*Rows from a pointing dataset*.
####################

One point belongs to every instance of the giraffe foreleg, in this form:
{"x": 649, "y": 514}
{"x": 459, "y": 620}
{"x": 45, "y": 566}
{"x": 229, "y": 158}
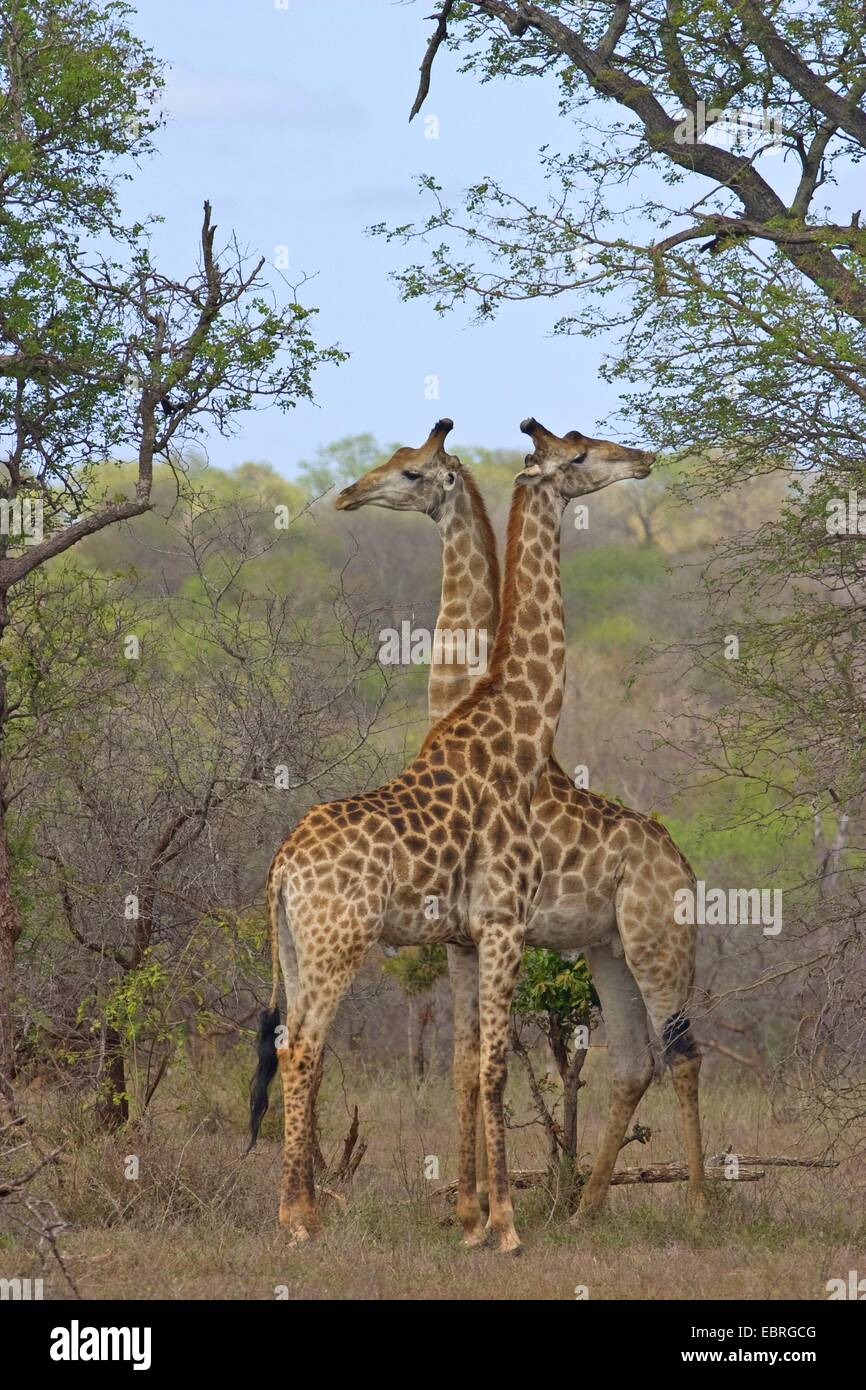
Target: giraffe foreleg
{"x": 499, "y": 957}
{"x": 463, "y": 969}
{"x": 325, "y": 975}
{"x": 630, "y": 1059}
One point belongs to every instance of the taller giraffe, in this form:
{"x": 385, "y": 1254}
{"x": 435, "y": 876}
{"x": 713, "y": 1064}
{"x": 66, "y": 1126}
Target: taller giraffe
{"x": 433, "y": 481}
{"x": 453, "y": 827}
{"x": 609, "y": 873}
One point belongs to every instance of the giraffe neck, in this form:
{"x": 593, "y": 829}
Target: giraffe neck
{"x": 469, "y": 602}
{"x": 527, "y": 667}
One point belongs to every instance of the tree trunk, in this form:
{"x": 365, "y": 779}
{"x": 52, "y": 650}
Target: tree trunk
{"x": 113, "y": 1102}
{"x": 10, "y": 923}
{"x": 417, "y": 1025}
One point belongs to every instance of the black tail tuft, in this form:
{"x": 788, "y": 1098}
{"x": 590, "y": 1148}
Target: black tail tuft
{"x": 266, "y": 1045}
{"x": 677, "y": 1037}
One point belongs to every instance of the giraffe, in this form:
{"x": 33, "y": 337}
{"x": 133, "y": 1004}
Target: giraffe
{"x": 453, "y": 829}
{"x": 609, "y": 873}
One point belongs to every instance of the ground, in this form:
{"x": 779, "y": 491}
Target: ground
{"x": 199, "y": 1221}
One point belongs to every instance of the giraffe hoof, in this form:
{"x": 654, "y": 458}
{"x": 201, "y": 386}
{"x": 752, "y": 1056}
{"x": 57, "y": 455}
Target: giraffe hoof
{"x": 474, "y": 1239}
{"x": 509, "y": 1244}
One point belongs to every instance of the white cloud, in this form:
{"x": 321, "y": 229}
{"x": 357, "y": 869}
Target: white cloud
{"x": 253, "y": 99}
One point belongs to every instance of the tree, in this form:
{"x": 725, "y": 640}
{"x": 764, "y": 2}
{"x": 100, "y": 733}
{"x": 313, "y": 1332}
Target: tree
{"x": 737, "y": 299}
{"x": 734, "y": 295}
{"x": 100, "y": 352}
{"x": 559, "y": 997}
{"x": 416, "y": 969}
{"x": 161, "y": 783}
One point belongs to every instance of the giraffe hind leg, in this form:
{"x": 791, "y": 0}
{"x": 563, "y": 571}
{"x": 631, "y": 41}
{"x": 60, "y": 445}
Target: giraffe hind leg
{"x": 660, "y": 955}
{"x": 325, "y": 975}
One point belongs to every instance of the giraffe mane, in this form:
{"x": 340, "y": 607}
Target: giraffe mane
{"x": 501, "y": 647}
{"x": 488, "y": 538}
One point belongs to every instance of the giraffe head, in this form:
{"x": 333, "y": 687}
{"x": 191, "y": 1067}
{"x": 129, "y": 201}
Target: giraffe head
{"x": 413, "y": 480}
{"x": 578, "y": 464}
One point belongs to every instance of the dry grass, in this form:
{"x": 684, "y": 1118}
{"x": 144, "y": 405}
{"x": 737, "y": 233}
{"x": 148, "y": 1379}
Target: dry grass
{"x": 199, "y": 1221}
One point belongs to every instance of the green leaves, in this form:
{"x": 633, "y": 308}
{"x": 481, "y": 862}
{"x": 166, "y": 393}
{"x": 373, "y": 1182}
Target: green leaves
{"x": 555, "y": 987}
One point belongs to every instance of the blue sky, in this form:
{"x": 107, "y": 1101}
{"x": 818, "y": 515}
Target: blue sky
{"x": 291, "y": 116}
{"x": 293, "y": 123}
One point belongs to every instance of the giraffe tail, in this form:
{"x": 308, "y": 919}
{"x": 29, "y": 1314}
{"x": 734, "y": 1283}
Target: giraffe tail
{"x": 268, "y": 1022}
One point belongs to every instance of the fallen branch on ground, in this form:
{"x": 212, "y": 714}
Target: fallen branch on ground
{"x": 749, "y": 1169}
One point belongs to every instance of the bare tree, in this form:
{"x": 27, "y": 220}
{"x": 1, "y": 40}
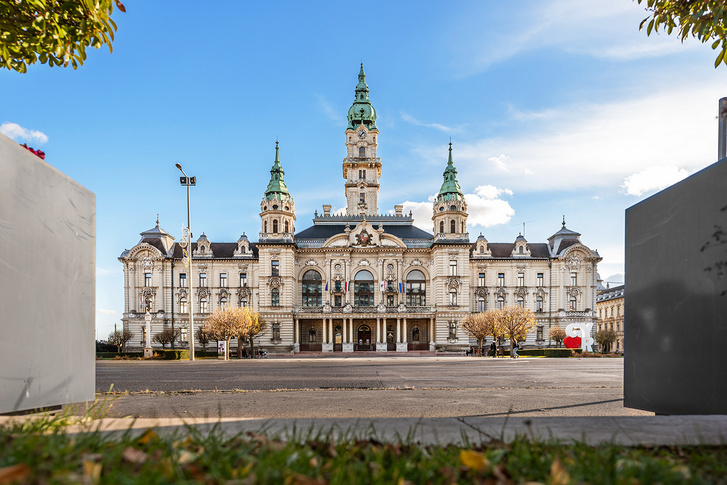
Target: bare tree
{"x": 514, "y": 322}
{"x": 557, "y": 334}
{"x": 480, "y": 326}
{"x": 226, "y": 324}
{"x": 119, "y": 339}
{"x": 203, "y": 337}
{"x": 605, "y": 339}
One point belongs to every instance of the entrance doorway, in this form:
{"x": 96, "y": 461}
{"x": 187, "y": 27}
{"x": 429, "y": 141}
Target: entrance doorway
{"x": 364, "y": 338}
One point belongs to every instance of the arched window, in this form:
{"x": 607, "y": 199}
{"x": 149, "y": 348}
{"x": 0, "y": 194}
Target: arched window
{"x": 363, "y": 289}
{"x": 311, "y": 288}
{"x": 481, "y": 304}
{"x": 416, "y": 288}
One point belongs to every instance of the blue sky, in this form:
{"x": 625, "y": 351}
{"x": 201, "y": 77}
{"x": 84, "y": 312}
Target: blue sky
{"x": 554, "y": 107}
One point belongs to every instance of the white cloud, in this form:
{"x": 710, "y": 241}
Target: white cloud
{"x": 486, "y": 208}
{"x": 653, "y": 179}
{"x": 18, "y": 133}
{"x": 586, "y": 146}
{"x": 436, "y": 126}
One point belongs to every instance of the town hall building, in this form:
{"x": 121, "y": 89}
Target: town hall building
{"x": 360, "y": 281}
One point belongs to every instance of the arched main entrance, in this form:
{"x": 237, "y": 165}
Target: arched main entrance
{"x": 363, "y": 339}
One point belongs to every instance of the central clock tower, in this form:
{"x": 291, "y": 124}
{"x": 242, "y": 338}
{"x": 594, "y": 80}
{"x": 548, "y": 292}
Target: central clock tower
{"x": 361, "y": 167}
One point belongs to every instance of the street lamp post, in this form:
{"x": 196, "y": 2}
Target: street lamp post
{"x": 187, "y": 247}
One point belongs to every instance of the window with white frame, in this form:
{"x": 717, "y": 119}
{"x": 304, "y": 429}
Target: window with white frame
{"x": 453, "y": 297}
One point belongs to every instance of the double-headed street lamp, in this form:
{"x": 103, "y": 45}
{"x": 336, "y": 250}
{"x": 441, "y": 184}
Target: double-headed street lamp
{"x": 187, "y": 249}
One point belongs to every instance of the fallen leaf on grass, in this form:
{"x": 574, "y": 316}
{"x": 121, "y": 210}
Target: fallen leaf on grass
{"x": 558, "y": 473}
{"x": 14, "y": 473}
{"x": 132, "y": 455}
{"x": 92, "y": 471}
{"x": 474, "y": 460}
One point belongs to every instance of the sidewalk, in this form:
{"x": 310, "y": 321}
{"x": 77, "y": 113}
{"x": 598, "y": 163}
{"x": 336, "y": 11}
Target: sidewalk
{"x": 621, "y": 430}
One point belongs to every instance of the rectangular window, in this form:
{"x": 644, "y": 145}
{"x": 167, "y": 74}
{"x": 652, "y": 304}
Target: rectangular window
{"x": 276, "y": 331}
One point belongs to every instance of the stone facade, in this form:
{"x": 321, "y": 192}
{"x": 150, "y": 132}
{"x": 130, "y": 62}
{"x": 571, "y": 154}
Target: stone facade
{"x": 361, "y": 280}
{"x": 610, "y": 308}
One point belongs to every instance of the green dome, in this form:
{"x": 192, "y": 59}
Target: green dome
{"x": 362, "y": 112}
{"x": 277, "y": 186}
{"x": 450, "y": 187}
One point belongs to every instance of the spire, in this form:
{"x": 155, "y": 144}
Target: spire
{"x": 450, "y": 187}
{"x": 277, "y": 183}
{"x": 362, "y": 112}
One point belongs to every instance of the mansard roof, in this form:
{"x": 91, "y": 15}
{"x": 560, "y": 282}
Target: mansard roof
{"x": 220, "y": 250}
{"x": 504, "y": 250}
{"x": 326, "y": 231}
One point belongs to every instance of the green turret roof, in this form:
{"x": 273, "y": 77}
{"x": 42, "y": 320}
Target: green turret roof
{"x": 450, "y": 188}
{"x": 361, "y": 112}
{"x": 277, "y": 183}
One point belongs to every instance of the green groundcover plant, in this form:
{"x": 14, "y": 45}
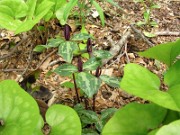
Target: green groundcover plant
{"x": 162, "y": 115}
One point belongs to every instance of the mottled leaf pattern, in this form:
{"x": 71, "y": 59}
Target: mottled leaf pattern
{"x": 88, "y": 83}
{"x": 66, "y": 50}
{"x": 66, "y": 69}
{"x": 102, "y": 54}
{"x": 81, "y": 36}
{"x": 111, "y": 81}
{"x": 91, "y": 64}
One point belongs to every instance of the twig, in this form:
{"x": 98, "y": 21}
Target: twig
{"x": 14, "y": 49}
{"x": 116, "y": 48}
{"x": 141, "y": 35}
{"x": 45, "y": 59}
{"x": 13, "y": 69}
{"x": 167, "y": 33}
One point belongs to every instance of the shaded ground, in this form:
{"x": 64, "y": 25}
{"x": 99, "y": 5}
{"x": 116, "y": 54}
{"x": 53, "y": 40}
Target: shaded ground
{"x": 24, "y": 62}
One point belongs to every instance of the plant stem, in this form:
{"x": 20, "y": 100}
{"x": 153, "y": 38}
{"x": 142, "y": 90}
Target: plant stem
{"x": 76, "y": 89}
{"x": 94, "y": 102}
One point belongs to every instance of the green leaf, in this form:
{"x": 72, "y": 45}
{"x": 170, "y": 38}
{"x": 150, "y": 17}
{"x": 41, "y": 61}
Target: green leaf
{"x": 135, "y": 119}
{"x": 102, "y": 54}
{"x": 100, "y": 11}
{"x": 68, "y": 84}
{"x": 135, "y": 76}
{"x": 71, "y": 4}
{"x": 111, "y": 81}
{"x": 148, "y": 34}
{"x": 66, "y": 69}
{"x": 170, "y": 129}
{"x": 18, "y": 110}
{"x": 54, "y": 42}
{"x": 31, "y": 8}
{"x": 166, "y": 53}
{"x": 39, "y": 48}
{"x": 63, "y": 120}
{"x": 60, "y": 12}
{"x": 81, "y": 36}
{"x": 66, "y": 50}
{"x": 170, "y": 117}
{"x": 114, "y": 4}
{"x": 91, "y": 64}
{"x": 18, "y": 7}
{"x": 172, "y": 75}
{"x": 88, "y": 83}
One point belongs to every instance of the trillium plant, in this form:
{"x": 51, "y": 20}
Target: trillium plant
{"x": 86, "y": 75}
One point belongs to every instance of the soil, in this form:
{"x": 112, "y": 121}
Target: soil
{"x": 24, "y": 62}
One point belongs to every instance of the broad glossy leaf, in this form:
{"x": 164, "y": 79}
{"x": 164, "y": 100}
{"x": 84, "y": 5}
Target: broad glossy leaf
{"x": 81, "y": 36}
{"x": 18, "y": 7}
{"x": 8, "y": 22}
{"x": 141, "y": 82}
{"x": 91, "y": 64}
{"x": 66, "y": 69}
{"x": 100, "y": 11}
{"x": 111, "y": 81}
{"x": 66, "y": 50}
{"x": 18, "y": 110}
{"x": 170, "y": 129}
{"x": 166, "y": 53}
{"x": 172, "y": 75}
{"x": 63, "y": 120}
{"x": 88, "y": 83}
{"x": 71, "y": 4}
{"x": 102, "y": 54}
{"x": 135, "y": 119}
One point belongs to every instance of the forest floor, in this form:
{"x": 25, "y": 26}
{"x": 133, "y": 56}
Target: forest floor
{"x": 120, "y": 26}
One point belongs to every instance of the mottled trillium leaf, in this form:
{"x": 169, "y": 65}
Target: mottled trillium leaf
{"x": 63, "y": 120}
{"x": 18, "y": 110}
{"x": 66, "y": 69}
{"x": 81, "y": 36}
{"x": 166, "y": 53}
{"x": 170, "y": 129}
{"x": 18, "y": 7}
{"x": 88, "y": 83}
{"x": 54, "y": 42}
{"x": 102, "y": 54}
{"x": 111, "y": 81}
{"x": 172, "y": 75}
{"x": 66, "y": 50}
{"x": 135, "y": 119}
{"x": 91, "y": 64}
{"x": 141, "y": 82}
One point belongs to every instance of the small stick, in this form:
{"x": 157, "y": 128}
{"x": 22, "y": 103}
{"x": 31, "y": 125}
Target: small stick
{"x": 141, "y": 35}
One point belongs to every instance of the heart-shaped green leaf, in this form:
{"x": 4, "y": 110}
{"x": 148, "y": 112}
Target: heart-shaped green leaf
{"x": 172, "y": 75}
{"x": 66, "y": 69}
{"x": 141, "y": 82}
{"x": 63, "y": 120}
{"x": 88, "y": 83}
{"x": 111, "y": 81}
{"x": 170, "y": 129}
{"x": 135, "y": 119}
{"x": 102, "y": 54}
{"x": 166, "y": 53}
{"x": 66, "y": 50}
{"x": 18, "y": 110}
{"x": 91, "y": 64}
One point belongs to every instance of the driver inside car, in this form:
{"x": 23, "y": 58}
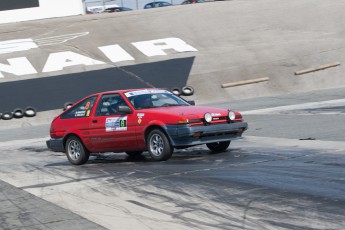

####################

*Directions*.
Copy every line from the listing above that contains the word "taller", matching case.

*Exercise response*.
One point belongs to every instance of the taller giraffe, in this form:
Target: taller giraffe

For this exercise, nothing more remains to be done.